• _Available data_:

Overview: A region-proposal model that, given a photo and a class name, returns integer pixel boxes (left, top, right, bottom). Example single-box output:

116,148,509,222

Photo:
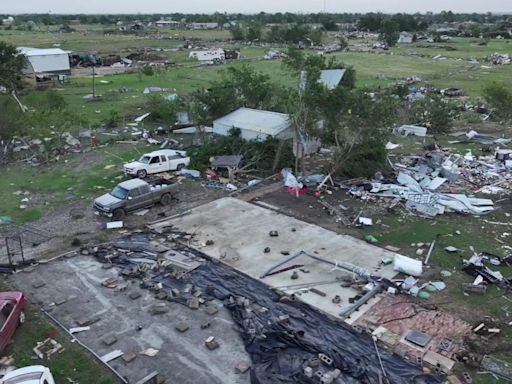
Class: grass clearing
0,143,152,223
2,301,115,384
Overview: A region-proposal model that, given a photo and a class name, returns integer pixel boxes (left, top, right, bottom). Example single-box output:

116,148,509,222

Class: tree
381,19,399,47
0,42,26,92
283,48,399,177
408,95,459,133
190,64,276,125
0,96,26,141
145,95,179,124
484,82,512,121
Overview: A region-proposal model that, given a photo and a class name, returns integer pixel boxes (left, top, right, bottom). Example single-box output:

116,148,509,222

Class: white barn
397,32,414,44
213,107,291,141
18,47,71,75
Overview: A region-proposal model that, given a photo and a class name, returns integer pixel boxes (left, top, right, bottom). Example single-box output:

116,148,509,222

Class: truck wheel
177,164,185,171
160,193,172,205
136,169,147,178
112,209,126,220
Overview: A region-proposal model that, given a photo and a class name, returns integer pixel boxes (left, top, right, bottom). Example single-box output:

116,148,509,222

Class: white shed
18,47,71,75
397,32,414,44
213,107,291,141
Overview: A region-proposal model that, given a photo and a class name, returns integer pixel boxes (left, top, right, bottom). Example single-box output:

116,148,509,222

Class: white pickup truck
123,149,190,178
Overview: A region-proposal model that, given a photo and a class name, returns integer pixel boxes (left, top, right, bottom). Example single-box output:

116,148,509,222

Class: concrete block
205,336,219,350
321,372,334,384
55,298,67,306
155,292,168,300
102,335,118,346
128,291,142,300
175,323,189,333
318,353,333,366
304,367,313,378
235,361,250,374
171,288,180,297
200,322,211,329
308,357,320,367
150,303,168,315
332,369,341,379
122,351,137,363
76,317,99,327
32,280,46,288
188,297,200,310
205,304,218,315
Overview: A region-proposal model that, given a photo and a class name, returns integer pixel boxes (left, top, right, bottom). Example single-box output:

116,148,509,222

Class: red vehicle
0,292,27,352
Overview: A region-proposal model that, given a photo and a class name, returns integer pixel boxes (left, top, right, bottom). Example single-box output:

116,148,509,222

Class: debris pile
355,147,512,217
86,233,440,384
486,52,511,65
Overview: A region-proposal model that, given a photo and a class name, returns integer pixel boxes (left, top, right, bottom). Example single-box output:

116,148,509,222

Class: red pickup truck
0,291,27,352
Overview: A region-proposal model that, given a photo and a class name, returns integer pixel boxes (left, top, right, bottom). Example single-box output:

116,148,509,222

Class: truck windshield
110,186,128,200
139,156,151,164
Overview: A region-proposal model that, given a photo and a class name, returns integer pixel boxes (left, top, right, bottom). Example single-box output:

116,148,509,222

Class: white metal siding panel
27,54,70,73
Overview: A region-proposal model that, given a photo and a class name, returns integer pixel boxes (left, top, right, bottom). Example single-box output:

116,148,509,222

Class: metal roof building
18,47,71,75
319,69,346,90
213,107,291,141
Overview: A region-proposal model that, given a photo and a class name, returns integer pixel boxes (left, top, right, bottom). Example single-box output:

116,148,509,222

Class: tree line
1,12,511,29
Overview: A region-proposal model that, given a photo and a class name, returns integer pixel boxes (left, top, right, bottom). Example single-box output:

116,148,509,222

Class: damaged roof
213,108,290,137
319,69,346,90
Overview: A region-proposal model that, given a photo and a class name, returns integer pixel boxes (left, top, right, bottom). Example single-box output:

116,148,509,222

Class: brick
205,336,219,350
188,297,199,310
129,291,142,300
76,317,99,327
102,335,118,346
122,351,137,363
205,304,218,316
175,323,189,333
235,361,250,374
55,298,67,306
155,292,168,300
150,303,168,315
32,280,46,288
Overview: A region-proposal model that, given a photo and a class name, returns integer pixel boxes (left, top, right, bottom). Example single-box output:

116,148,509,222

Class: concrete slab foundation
151,197,402,322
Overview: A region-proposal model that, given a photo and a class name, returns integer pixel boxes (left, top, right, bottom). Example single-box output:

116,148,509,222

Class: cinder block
175,323,189,333
318,353,333,366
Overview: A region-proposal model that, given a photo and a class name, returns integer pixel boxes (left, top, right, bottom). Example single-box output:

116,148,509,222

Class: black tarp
95,240,441,384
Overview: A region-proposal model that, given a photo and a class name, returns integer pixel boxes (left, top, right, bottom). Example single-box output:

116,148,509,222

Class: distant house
397,32,414,44
187,22,219,30
18,47,71,83
2,16,15,26
299,69,346,91
189,48,225,63
222,21,237,29
213,107,291,141
155,20,180,29
319,69,346,90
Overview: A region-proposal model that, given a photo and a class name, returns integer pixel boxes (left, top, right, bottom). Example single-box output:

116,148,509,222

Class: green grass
4,305,114,384
0,143,151,223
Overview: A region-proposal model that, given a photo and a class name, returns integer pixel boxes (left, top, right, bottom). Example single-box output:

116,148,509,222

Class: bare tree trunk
11,91,28,113
272,139,285,172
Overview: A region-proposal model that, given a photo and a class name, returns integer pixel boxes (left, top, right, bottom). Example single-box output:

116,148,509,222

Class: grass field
0,143,151,223
3,304,115,384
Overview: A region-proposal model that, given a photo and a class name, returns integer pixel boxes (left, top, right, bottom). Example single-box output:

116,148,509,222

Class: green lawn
0,143,151,223
4,304,115,384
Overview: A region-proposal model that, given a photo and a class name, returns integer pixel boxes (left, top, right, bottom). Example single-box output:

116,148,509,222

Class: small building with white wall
213,107,291,141
18,47,71,81
397,32,414,44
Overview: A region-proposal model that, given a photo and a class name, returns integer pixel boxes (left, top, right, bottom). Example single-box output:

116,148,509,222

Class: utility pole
92,64,96,98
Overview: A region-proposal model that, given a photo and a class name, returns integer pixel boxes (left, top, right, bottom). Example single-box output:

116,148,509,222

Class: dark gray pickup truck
93,178,176,220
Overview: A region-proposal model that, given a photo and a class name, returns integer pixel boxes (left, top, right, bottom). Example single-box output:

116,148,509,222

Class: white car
1,365,55,384
123,149,190,178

• _Action item_: Restate the material above word for word; pictures do not belong in the copy.

• _Your solution_:
Overview: A region-proposal model that, given a photo and a class name, returns integer pixel boxes (left, top, right, bottom). Example single-box output:

116,148,509,222

Photo:
Class: grass clearing
0,143,152,223
2,301,115,384
Overview: A region-proposal model that, given a photo and a class name, returns integer pixel boxes (left, top, right, bottom). Example single-box output:

116,148,509,222

Class: tree
381,19,399,47
0,42,26,92
283,48,399,177
408,95,459,133
190,64,276,125
0,96,26,141
145,95,179,124
484,82,512,121
Overview: A region-proposal model that, given a photo and a class name, returns integer pixel boxes (left, top, right, bottom). Example single-box output:

116,148,509,222

Class: white barn
397,32,414,44
213,107,291,141
18,47,71,75
Overview: A region-proposal model that, given a photo and a class name, returns integer pixel boxes (left, top, right, bottom). Example single-box output:

116,148,509,222

Class: truck wheel
177,164,185,171
160,193,172,205
136,169,147,178
112,209,126,220
Overview: A region-proposal model that, given a photo and a class name, returns integer pixel boxes (left, top, right, bottom). Example single-box output:

116,148,509,222

Class: white shed
18,47,71,75
397,32,414,44
213,107,291,141
Overview: A region-proposal model that, given a photo and a class name, returns integer pixel boxes (left, top, right, bottom). Example single-box output:

116,148,509,222

Class: white pickup truck
123,149,190,178
Overview: A region-proposal model that, given a photo and a class name, returns integer pixel boxes (left, top, right, bottom). Example single-box output:

116,148,509,222

Class: concrete block
205,336,219,350
321,372,334,384
55,298,67,306
155,292,168,300
102,335,118,346
128,291,142,300
175,323,189,333
318,353,333,366
304,367,313,378
235,361,250,374
171,288,180,297
200,322,211,329
308,357,320,367
150,303,168,315
332,369,341,379
122,351,137,363
76,317,99,327
32,280,46,288
188,297,200,310
205,304,218,315
Overview: A region-proposal model that, given a photo and a class name, returns integer pixel boxes (left, top, right, bottom). Example single-box output:

116,148,509,222

Class: red vehicle
0,292,27,352
Overview: A region-proposal model that, given a photo and a class name, returns integer pixel boxes (left, top, right, bottom). Example single-box output:

116,148,509,222

Class: debris pile
355,147,512,217
86,233,440,384
486,52,511,65
Overview: A region-proposal model that, given a photo and a class name, returns integer pixel boxes (left, top, right, bottom). Example single-box output:

116,148,509,222

Class: red pickup truck
0,291,27,352
Overview: A region-proposal model that, given a photo and a class name, returns integer pixel boxes (left, top, right, bottom). Example single-box output:

116,148,509,222

Class: truck windshield
110,186,128,200
139,156,151,164
Overview: A region-proposal model that, given a photo and a class name, returns integer pixel boxes (left, top, right, bottom). Example single-box output:

116,148,509,222

Class: white metal siding panel
27,54,70,73
Overview: A region-proposal model that, given a photo and a class name, returns integer pixel boxes (left, top, right, bottom). Example single-box output:

116,148,509,222

Class: metal roof building
18,47,71,75
319,69,346,90
213,107,291,141
Overview: A region-proposal model that, given a photo and a class name, returns integer pixel boxes (left, top, right, bottom). Example single-box output:

116,148,509,222

Class: tree line
1,12,511,29
Overview: A region-proposal model that, given a photo and a class name, returns integer pixel boxes (left, top, right, bottom). Example single-box output:

116,148,509,222

Class: damaged roof
213,108,290,137
319,69,346,90
Overview: A region-proposal model that, given a photo and a class name, returns integer pixel boxes (left, top, right, bottom). Example single-box output:

116,148,509,222

Class: brick
205,336,219,350
188,297,199,310
129,291,142,300
76,317,99,327
102,335,118,346
122,351,137,363
205,304,218,316
175,323,189,333
235,361,250,374
55,298,67,306
155,292,168,300
150,303,168,315
32,280,46,288
Overview: A region-proposal model that, given a photo and a class name, returns integer pixel boxes (left, top, right, bottom). Example single-box output:

116,148,509,222

Class: concrete slab foundation
151,197,402,322
Overview: A region-proposal model that, given a photo and a class name, returns integer pixel boxes (left, top, right, bottom). Example single-box output:

116,148,509,222

Class: cinder block
175,323,189,333
318,353,333,366
Overview: A region-proposal model that, given a photo and a class name, returns integer pixel boxes (left, top, right, bottom). Example single-box output:

116,148,509,222

Class: black tarp
95,240,441,384
Overview: A region-proposal model that, given a photo and a class name, returns integer pixel boxes (left, top, right, bottom). Example single-box output:

116,148,509,222

Class: distant house
397,32,414,44
187,22,219,30
18,47,71,83
2,16,15,26
299,69,346,91
189,48,225,63
222,21,237,29
213,107,291,141
155,20,180,29
319,69,346,90
Overview: A region-proposal model that, given a photo and a class name, returns integer pixel boxes (left, top, right, bottom). Example single-box output:

116,148,509,222

Class: green grass
4,305,114,384
0,143,151,223
Overview: A region-proposal model that, given a photo and a class name, returns integer pixel boxes (left, top, right, bottom). Example single-box output:

116,148,509,222

Class: bare tree trunk
11,91,28,113
272,139,285,172
Overview: A region-proposal model that, given a photo and a class name, returns integer pixel boxes (left, top, right, bottom). Example single-box output:

116,148,509,222

Class: grass field
0,143,151,223
3,304,115,384
Overview: A region-proposal model that, given a photo and a class name, returns integer pixel boxes (left, top, right, bottom). Example single-box output:

116,148,509,222

Class: green lawn
0,143,151,223
4,304,115,384
Overview: A region-proposal model that, given a photo and a class name, returns integer pixel boxes (left, top, right, bottom). Example single-box output:

116,148,509,222

Class: small building with white wall
213,107,291,141
18,47,71,81
397,32,414,44
Overview: A region-proposal model that, given a photo and a class name, returns integer pixel boxes (left, top, right, bottom). Example single-box output:

116,148,509,222

Class: utility pole
92,64,96,98
Overview: A region-proposal model that, given a photo and a class name, returns integer pixel boxes (left, top, right, bottom). Example single-box output:

116,148,509,222

Class: dark gray pickup truck
93,178,176,220
Overview: A region-proposal model that, given a photo and a class name, returns integer pixel boxes (left, top, right, bottom). Example single-box output:

116,148,509,222

Class: white car
1,365,55,384
123,149,190,178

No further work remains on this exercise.